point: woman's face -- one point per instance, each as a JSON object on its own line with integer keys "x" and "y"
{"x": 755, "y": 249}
---
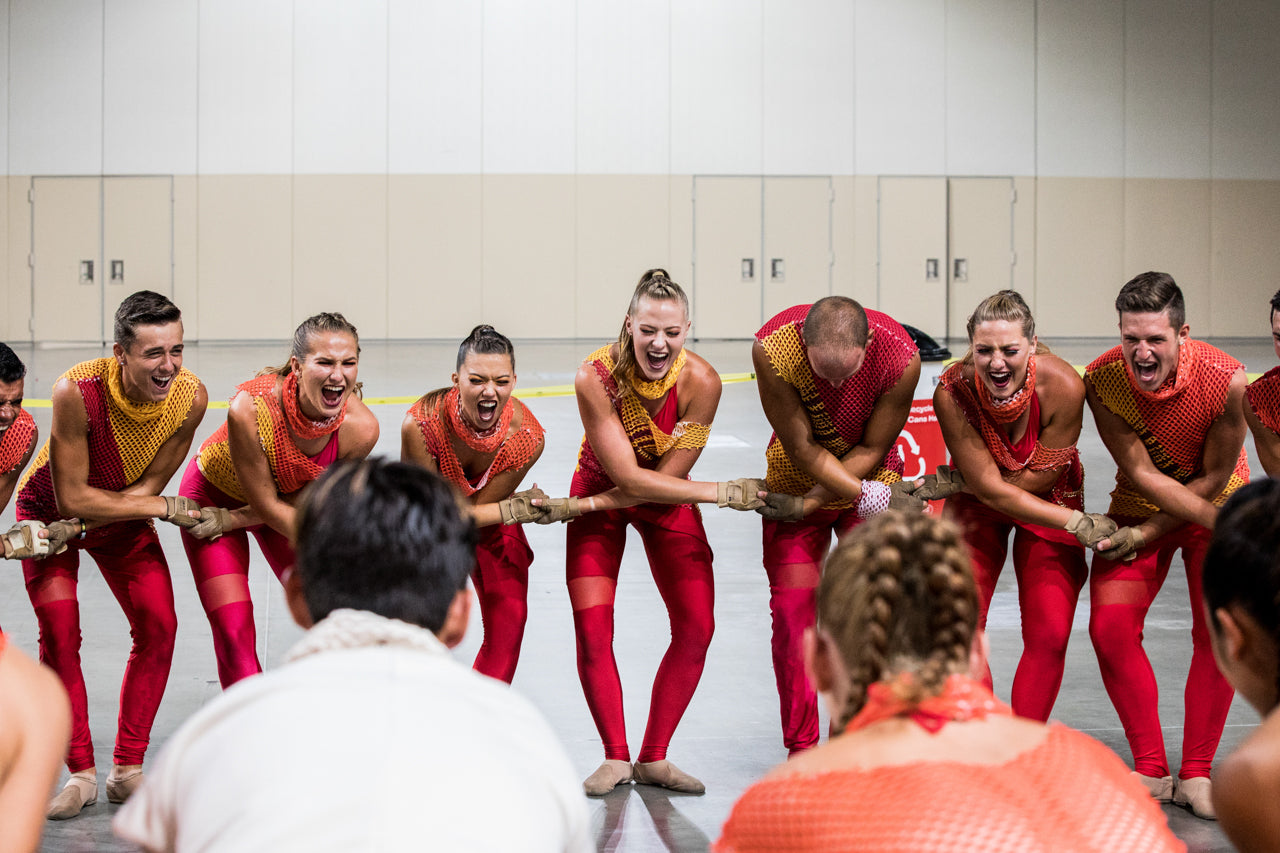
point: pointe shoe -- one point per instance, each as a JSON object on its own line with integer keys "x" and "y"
...
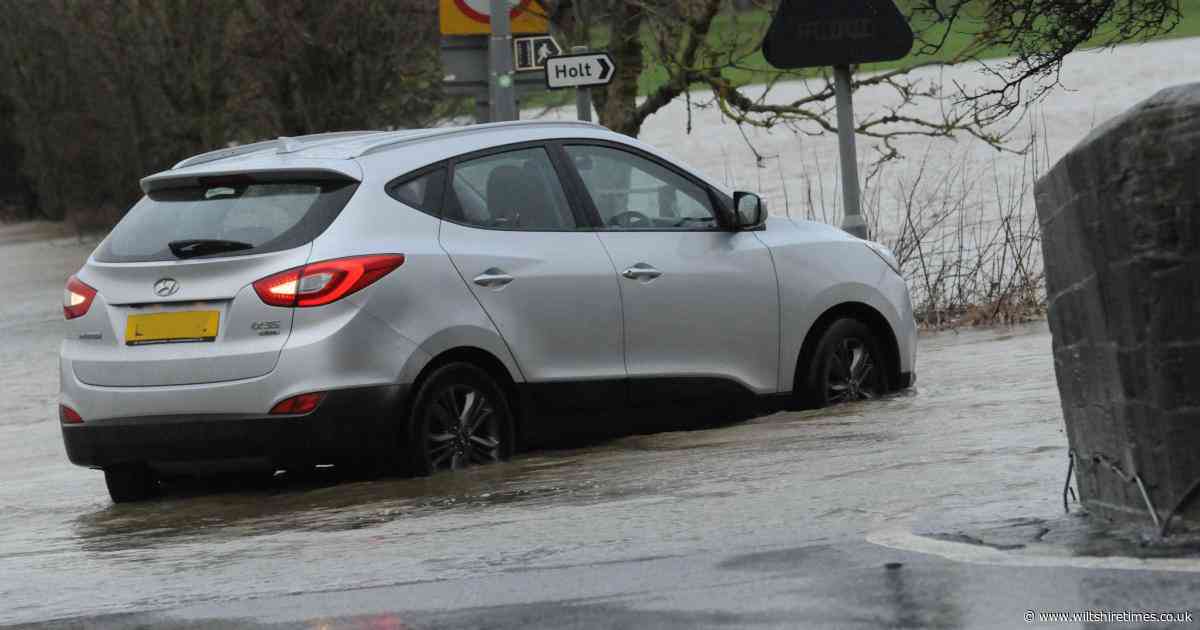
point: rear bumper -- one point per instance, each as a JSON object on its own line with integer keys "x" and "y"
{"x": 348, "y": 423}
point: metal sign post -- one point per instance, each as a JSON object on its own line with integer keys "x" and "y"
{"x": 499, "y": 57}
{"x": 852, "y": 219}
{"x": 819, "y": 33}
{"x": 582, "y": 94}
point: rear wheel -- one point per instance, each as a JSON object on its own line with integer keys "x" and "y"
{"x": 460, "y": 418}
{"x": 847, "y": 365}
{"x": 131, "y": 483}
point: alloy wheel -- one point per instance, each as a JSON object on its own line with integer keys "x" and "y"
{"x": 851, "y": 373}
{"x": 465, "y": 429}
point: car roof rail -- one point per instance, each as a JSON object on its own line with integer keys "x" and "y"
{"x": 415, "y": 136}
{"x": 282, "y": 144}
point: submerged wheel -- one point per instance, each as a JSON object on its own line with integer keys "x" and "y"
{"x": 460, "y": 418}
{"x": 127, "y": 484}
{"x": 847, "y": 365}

▶ **Prompt**:
Count the lines in the listing that contain the string "rear", and reply with the number alone.

▶ **Answer to the task**:
2